[Records of labeled points]
** begin **

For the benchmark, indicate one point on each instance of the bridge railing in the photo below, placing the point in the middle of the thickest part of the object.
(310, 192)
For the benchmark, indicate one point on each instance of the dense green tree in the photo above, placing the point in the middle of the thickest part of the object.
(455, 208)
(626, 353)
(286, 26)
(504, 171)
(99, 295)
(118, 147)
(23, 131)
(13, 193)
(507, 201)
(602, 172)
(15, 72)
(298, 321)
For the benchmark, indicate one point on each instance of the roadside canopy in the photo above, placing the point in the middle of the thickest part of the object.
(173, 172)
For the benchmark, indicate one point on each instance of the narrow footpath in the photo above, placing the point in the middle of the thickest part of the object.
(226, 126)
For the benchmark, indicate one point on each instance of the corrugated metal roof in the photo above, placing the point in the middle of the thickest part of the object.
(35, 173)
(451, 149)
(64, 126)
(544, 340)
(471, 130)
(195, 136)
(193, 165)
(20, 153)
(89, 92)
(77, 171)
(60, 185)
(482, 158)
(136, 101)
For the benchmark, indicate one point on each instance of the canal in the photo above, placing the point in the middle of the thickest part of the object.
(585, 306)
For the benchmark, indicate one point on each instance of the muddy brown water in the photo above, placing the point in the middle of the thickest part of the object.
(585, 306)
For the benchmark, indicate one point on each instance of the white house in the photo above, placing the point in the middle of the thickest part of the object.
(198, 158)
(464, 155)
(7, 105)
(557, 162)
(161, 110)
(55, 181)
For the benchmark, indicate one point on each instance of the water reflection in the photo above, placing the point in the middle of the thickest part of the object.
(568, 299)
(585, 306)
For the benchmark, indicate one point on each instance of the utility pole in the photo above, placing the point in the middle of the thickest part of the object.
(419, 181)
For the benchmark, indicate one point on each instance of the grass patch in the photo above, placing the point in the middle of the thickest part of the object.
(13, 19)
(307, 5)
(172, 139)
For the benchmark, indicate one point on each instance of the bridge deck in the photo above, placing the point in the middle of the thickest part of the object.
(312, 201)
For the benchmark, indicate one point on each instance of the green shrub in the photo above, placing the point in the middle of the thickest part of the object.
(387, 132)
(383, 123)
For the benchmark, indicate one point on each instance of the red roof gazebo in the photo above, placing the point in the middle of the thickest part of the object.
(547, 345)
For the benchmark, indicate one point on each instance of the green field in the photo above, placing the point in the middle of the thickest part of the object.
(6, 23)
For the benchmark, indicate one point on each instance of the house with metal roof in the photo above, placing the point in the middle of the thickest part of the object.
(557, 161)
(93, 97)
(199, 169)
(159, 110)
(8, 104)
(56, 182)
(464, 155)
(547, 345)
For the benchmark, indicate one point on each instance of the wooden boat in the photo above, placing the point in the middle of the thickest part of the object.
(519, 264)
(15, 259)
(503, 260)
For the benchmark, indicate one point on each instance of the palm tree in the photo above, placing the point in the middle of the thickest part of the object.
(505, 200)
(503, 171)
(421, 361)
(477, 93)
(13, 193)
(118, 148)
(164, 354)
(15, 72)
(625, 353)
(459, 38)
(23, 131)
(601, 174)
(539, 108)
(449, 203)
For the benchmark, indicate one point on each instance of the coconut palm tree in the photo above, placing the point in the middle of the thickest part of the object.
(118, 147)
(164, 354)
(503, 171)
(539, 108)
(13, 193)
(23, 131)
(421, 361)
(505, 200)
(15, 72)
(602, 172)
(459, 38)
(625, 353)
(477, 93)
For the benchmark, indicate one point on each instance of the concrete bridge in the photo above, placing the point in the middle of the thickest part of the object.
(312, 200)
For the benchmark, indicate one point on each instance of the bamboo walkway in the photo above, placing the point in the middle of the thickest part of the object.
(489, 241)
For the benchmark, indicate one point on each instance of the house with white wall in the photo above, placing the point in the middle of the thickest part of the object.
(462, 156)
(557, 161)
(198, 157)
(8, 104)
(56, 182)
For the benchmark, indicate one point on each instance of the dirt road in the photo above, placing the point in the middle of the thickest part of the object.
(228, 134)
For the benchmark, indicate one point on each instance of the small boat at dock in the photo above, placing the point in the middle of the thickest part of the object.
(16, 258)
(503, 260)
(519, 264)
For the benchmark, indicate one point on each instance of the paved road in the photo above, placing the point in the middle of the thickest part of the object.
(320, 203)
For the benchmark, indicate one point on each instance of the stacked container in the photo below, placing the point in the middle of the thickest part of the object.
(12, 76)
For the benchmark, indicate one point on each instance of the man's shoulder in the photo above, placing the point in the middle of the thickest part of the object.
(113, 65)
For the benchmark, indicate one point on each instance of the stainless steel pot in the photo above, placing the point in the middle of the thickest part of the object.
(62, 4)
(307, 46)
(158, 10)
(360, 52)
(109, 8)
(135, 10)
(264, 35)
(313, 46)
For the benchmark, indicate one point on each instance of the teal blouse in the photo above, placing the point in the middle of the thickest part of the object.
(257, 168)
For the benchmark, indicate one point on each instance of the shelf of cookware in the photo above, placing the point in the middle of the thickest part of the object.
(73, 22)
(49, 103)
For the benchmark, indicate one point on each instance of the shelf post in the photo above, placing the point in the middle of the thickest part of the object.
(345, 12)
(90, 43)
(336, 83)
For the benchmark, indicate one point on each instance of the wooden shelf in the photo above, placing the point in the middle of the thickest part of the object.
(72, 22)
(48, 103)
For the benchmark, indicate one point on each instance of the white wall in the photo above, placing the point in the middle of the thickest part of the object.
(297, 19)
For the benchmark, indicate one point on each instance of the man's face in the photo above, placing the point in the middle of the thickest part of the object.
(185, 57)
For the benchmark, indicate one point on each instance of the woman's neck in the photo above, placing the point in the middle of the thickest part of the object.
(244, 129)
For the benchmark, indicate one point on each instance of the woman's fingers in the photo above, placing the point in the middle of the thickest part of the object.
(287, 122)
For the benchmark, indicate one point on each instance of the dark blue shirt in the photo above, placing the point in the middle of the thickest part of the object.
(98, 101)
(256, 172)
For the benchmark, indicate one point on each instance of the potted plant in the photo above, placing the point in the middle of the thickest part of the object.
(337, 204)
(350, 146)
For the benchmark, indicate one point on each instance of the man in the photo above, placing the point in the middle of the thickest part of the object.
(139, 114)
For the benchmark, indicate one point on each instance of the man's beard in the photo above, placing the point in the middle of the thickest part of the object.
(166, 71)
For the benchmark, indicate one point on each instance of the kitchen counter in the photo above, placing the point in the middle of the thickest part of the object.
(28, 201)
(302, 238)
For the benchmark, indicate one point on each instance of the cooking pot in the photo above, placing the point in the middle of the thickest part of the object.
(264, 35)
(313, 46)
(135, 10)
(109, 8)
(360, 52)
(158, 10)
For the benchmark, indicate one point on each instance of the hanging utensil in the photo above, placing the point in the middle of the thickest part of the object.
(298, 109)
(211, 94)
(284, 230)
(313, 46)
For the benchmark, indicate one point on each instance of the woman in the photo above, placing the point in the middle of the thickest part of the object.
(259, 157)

** end **

- _SET EXERCISE_:
Output all of the data again, exactly.

- _THE RESULT_:
For the benchmark, indicate one point on each instance of the bridge railing in the photo below, placing the point in the middle of the thickest part of the object.
(310, 192)
For the benchmark, indicate one point on each instance of the dense green tree in the photo above, placing the point in the middle of the thickest part of the object.
(455, 208)
(626, 353)
(286, 26)
(504, 171)
(99, 295)
(118, 147)
(23, 131)
(13, 193)
(507, 201)
(602, 172)
(15, 72)
(298, 321)
For the benchmark, indicate one point on each instance of the roadside canopy in the photo above, placing the point in the middle of the thickest part of the object.
(173, 172)
For the benchmark, indicate one point on each instance of the narrow footpath in the photo above, placing the point in the middle of the thickest part of the object.
(226, 126)
For the benchmark, indicate one point on each instance of the corrugated metal roof in the photo above, placing the point in the middle of the thickest part of the object.
(35, 173)
(451, 149)
(64, 126)
(544, 340)
(471, 130)
(195, 136)
(193, 165)
(20, 153)
(89, 92)
(77, 171)
(60, 185)
(482, 158)
(136, 101)
For the benchmark, indicate one point on each instance of the canal in the photo above, placing the point in the middle of the thickest part of the object.
(585, 306)
For the benchmark, indicate one point on each instance of the muddy brown water in the photo above, placing the point in the middle of the thickest part of the object.
(585, 306)
For the benchmark, indicate one point on each instance of the white house in the photo above, placing the point in the middle of the thickest part of the object.
(198, 158)
(464, 155)
(7, 105)
(557, 162)
(161, 110)
(55, 181)
For the benchmark, indicate one point on each instance of the water reflection in the photo above, placing the point in the middle of the thickest part of the object.
(568, 299)
(585, 306)
For the benchmark, indicate one point on each instance of the utility pole in the photo above, placing the point in the middle of the thickest part of the object.
(419, 181)
For the benchmark, indicate one point on each instance of the grass patch in the photo above, placing the point in the middle of the thickest part of the object.
(13, 19)
(307, 5)
(172, 139)
For the benchmark, indicate one point on each instance of the bridge deck in the photo above, placing the point in the middle of the thickest part of the object.
(312, 201)
For the benchmark, indicate one point on each instance of the green shrub in the photo above, placing the point in the middle of the thickest part of the object.
(387, 132)
(383, 123)
For the benchmark, indicate one point on each instance of the red roof gazebo in the photo above, placing the point in the middle of the thickest part of the object.
(547, 345)
For the benchmark, indicate one point on each instance of the green field in the photo above, placing the point in the middle of the thickest part of the object.
(6, 23)
For the benchmark, indicate one point on each instance of the house with metal roof in the photo above, placing the point in the middle of the thickest part of the object.
(557, 161)
(93, 97)
(199, 169)
(159, 110)
(8, 104)
(56, 182)
(464, 155)
(547, 345)
For the benchmark, indicate one point on each instance of the wooden boat in the photo above, placing the point in the middle of the thickest part of the object.
(519, 264)
(15, 259)
(503, 260)
For the benchmark, indicate one point on each instance of the palm tree in the photo above, placing the point in the middle of the thickest part of the object.
(505, 200)
(503, 171)
(421, 361)
(477, 93)
(13, 193)
(118, 148)
(164, 354)
(15, 72)
(625, 353)
(459, 38)
(23, 131)
(601, 174)
(539, 108)
(449, 203)
For the benchmark, indicate one point on each instance of the coconut palm tree in the photo above, placing the point in the middle of the thickest part of the object.
(118, 147)
(164, 354)
(503, 171)
(539, 108)
(13, 193)
(23, 131)
(421, 361)
(505, 200)
(15, 72)
(602, 172)
(459, 38)
(625, 353)
(477, 93)
For the benchmark, indicate one point on each instance of the concrete bridge in the photo above, placing the point in the middle of the thickest part of the object.
(312, 200)
For the benchmark, indicate one point on each instance of the bamboo walkway in the photo above, placing the point in the middle of the thickest part of the object.
(489, 241)
For the benchmark, indicate one point on each instance of the house with white wall in the photo above, placing the point in the middle of the thickest part of the object.
(462, 156)
(557, 161)
(198, 157)
(8, 104)
(56, 182)
For the benchmark, indicate one point on each instance of the dirt road in the photo above, placing the point in the middle of the thickest part of the object.
(228, 134)
For the benchmark, indicate one point on each instance of the small boat at dock in the photo above, placing the point in the middle of the thickest part of the object.
(16, 258)
(503, 260)
(519, 264)
For the benchmark, indicate one point on each instance of the paved road in the photo above, placing the point in the middle of the thickest part of the object.
(320, 203)
For the benchmark, indicate one point on each instance of the stacked container in the photo below, placing the point in the middle of the thickest part of the object.
(12, 76)
For the benchmark, indicate one point on each instance of the man's shoulder in the photo above, placing the point in the middle of the thickest part of the object.
(113, 65)
For the benchmark, indicate one point on each instance of the stainless steel pot in the photo above, placing the point in the middle of the thickest part of the object.
(62, 4)
(307, 46)
(158, 10)
(360, 52)
(109, 8)
(135, 10)
(264, 35)
(313, 46)
For the benchmark, indicate one point on each instance of the teal blouse in the photo above, placing the point in the middle of the thickest part of the object.
(257, 168)
For the benchmark, indicate one point on each instance of the shelf of cookware in the photo above, placing the point in the middle of the thickest part of the object.
(73, 22)
(49, 103)
For the benchmark, indicate one point on each instance of the shelf post in the photo above, placing the point in the middle of the thickest part of the object.
(345, 12)
(90, 43)
(336, 83)
For the benchmark, indicate one point on each instance of the wooden shelf in the photo above, placing the point in the middle of the thickest part of the object.
(72, 22)
(48, 103)
For the benchmark, indicate one point on each instance of the white wall in the photo above, placing the point in the middle of the thickest part of the object.
(297, 19)
For the benchmark, indicate one point on each instance of the man's face in the photo above, placing the point in the middle of the thickest part of the object.
(185, 57)
For the benchmark, indicate one point on each instance of the woman's neck in the photo above, placing the point in the middle of the thickest part of the object.
(244, 129)
For the benchmark, indicate one point on each instance of the woman's fingers in the photo above, placing the point in the middle of the thickest part of the object.
(287, 122)
For the benchmark, indicate one point on each instance of the dark blue shirt in the photo above, placing the point in the middle of the thickest part of the object.
(98, 101)
(256, 172)
For the benchmark, indicate one point on each instance of the potted plant in the photo above, placing the point in the middle of the thickest part of the object.
(337, 204)
(350, 146)
For the benchmark, indicate one point on each instance of the man in the photo above, placing the point in the middle of the thickest part of the object.
(139, 114)
For the benchmark, indicate one point on each instance of the man's beard in the photo above, placing the point in the middle of the thickest part of the object.
(166, 71)
For the benchmark, indicate one point on each instance of the kitchen counter in the photo above, placing the point in the middle of the thickest part of the object.
(28, 201)
(302, 238)
For the benchmark, indicate one point on each instance of the cooking pot in the photo above, placing the point in the middle of the thickest part of the object.
(264, 35)
(313, 46)
(135, 10)
(109, 8)
(360, 52)
(158, 10)
For the benchmark, indicate one point on each instance of the hanging utensil in the photo above, placing the point in the middle of the thickest part of the object.
(298, 109)
(211, 94)
(284, 230)
(313, 46)
For the benchmark, indicate one point on each instance of the woman in the photo above, placing the point in the middle of the thickest part of the object.
(259, 157)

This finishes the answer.